How many lines in the records below contain the string "tree"? Treat uppercase and lowercase as different, and give only the number.

(Object detection records)
....
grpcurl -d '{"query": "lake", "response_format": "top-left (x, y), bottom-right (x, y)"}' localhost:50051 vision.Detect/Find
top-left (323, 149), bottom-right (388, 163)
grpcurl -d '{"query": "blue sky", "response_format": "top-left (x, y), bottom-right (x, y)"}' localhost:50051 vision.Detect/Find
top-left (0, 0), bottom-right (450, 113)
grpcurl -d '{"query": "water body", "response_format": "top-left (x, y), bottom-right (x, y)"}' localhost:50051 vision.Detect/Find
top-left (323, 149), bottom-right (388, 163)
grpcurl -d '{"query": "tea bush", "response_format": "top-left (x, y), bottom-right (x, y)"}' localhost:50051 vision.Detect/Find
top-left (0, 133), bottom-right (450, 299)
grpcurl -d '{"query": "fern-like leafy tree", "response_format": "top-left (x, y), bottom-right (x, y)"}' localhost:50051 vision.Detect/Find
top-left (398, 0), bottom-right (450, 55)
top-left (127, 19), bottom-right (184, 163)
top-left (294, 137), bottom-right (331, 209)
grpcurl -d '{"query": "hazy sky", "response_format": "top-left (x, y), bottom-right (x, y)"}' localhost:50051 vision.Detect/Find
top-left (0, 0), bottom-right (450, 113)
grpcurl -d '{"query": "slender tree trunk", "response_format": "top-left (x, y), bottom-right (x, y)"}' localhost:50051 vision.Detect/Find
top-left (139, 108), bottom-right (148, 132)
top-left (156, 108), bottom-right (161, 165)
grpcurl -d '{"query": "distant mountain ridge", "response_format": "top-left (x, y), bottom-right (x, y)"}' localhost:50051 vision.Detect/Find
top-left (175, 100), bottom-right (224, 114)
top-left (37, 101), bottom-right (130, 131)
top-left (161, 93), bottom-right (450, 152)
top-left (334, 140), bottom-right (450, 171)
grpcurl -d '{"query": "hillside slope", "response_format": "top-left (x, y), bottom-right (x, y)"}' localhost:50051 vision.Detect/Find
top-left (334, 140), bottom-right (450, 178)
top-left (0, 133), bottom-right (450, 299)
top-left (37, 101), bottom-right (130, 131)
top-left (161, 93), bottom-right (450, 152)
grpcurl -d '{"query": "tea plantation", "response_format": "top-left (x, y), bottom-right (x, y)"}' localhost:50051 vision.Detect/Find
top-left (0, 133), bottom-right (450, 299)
....
EXERCISE OUTPUT
2